--- Text extract ---
April 26, 2012

Días de Gracia (2011)

Clash of wills, passions and dreams that are left in the field, football soccer has such a very special charm that has turned it into the most popular sport in the world. And within football, there's nothing like the fascination that's lived during a Wolrd Cup. As traditionally occur in events of this magnitude, crime tends to decrease during the days the World Cup takes place, in some kind of "days of grace" of sorts in which everyone's attention is focused on following the progress of the national team in the World Cup. This phenomenon sets the background for the feature length debut of Mexican director Everardo Valerio Gout, whom after more than a decade of producing commercials and musical videos (not to mention several short films), takes over the big screen with "Días de Gracia", an ambitious project in which two of the most representative elements of life in modern Mexico are brought together: crime and football soccer.
--- Data section ---
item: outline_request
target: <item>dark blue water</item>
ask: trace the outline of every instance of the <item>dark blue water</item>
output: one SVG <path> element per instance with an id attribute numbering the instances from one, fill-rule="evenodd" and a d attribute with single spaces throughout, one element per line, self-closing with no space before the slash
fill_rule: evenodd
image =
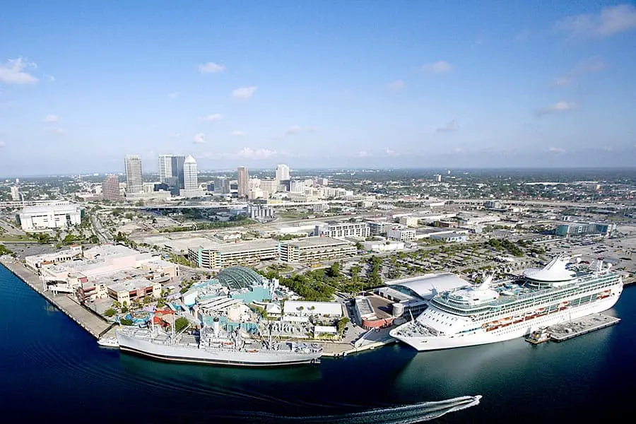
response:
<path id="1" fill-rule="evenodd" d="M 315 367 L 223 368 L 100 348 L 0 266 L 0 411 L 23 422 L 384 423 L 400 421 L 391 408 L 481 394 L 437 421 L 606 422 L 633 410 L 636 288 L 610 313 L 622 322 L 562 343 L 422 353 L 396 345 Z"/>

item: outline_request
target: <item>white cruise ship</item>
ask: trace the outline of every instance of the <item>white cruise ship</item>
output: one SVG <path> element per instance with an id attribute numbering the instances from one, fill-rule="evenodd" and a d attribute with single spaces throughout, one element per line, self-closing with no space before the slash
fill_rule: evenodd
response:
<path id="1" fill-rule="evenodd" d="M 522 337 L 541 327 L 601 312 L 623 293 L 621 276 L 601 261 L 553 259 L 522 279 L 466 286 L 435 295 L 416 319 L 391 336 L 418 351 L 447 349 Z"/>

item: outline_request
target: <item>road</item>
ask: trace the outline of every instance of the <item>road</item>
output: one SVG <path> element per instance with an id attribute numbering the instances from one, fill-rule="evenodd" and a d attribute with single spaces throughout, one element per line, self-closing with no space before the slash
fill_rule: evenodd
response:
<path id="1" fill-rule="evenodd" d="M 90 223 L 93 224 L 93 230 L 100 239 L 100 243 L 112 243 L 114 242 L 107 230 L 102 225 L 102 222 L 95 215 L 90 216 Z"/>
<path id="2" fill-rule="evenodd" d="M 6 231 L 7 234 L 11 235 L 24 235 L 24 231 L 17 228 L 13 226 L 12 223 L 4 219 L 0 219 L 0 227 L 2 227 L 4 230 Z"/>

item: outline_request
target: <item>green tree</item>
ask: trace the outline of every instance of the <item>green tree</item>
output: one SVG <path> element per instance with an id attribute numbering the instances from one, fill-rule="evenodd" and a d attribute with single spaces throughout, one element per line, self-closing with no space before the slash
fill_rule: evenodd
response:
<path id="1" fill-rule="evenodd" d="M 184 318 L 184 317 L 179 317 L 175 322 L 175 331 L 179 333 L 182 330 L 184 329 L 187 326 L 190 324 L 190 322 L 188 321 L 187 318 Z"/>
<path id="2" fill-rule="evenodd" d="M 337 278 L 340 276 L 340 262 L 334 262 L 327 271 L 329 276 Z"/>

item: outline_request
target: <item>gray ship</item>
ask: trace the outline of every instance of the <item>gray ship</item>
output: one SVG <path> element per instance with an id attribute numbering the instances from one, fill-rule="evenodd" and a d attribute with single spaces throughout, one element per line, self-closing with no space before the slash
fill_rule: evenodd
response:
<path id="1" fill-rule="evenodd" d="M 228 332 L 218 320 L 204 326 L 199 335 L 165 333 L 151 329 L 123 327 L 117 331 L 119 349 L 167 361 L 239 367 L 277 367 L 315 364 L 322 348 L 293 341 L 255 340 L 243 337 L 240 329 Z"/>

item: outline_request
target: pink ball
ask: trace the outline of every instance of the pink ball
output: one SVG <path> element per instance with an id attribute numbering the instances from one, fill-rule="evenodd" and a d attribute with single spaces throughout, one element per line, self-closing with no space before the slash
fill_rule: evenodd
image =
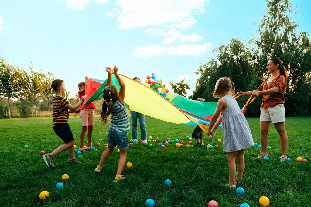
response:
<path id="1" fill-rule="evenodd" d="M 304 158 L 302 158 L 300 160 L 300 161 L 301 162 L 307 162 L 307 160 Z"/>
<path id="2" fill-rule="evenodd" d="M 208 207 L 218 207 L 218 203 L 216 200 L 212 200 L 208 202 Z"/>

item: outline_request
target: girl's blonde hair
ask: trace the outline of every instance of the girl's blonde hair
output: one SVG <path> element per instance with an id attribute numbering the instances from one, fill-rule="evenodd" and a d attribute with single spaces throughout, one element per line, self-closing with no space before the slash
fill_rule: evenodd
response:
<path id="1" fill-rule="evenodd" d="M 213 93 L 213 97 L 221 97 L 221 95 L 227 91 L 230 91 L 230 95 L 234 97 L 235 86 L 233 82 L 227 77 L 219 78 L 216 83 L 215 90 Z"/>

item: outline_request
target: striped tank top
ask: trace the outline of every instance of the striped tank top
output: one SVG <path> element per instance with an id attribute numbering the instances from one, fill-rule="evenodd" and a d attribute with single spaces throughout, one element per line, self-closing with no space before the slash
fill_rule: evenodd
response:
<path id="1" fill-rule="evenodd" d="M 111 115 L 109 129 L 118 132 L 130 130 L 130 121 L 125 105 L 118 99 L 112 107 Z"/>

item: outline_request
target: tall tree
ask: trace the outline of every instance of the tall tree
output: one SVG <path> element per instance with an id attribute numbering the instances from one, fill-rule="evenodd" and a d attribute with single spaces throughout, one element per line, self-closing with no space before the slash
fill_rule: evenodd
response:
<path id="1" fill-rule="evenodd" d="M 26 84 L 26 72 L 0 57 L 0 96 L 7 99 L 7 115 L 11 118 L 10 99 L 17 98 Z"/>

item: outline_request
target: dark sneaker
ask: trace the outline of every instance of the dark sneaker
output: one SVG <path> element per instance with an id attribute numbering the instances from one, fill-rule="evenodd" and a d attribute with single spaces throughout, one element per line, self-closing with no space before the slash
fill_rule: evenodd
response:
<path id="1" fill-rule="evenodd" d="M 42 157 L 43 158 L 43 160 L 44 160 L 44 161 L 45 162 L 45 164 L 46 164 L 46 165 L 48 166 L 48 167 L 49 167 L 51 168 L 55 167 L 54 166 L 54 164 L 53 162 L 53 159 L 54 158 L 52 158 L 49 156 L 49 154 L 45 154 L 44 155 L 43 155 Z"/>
---
▶ _Written task 1_: According to the review of "Días de Gracia," what kinds of work did the director make before his feature-length debut? List each one.
▶ _Written task 2_: Continue the review of "Días de Gracia" from its final sentence.

▶ _Right answer 1_:
- Commercials
- Musical videos
- Several short films

▶ _Right answer 2_:
"Días de Gracia" (literally "Days of Grace") consists of three stories that take place during the last 3 World Cups: Korea-Japan 2002, Germany 2006 and South Africa 2010. In 2002, Lupe (Tenoch Huerta) is a young police officer trying to do his best despite the rampant corruption and indifference of society. After winning an award for his performance stopping a gang of criminals, Lupe is invited to belong to the team of Commander José (José Sefami), which will take him to the darkest side of his job. In 2006, a man (Carlos Bardem) is kidnapped outside his home, ending up tied and locked in a basement. Tortured both physically and mentally by his captors, he decides to win the trust of Iguana (Kristian Ferrer), the young kid in charge of watching him. Finally, in 2010 ,Susana is a housewife who one day awakes to the news that her husband has been kidnapped. Susana now will have to face the situation and try to keep her family together.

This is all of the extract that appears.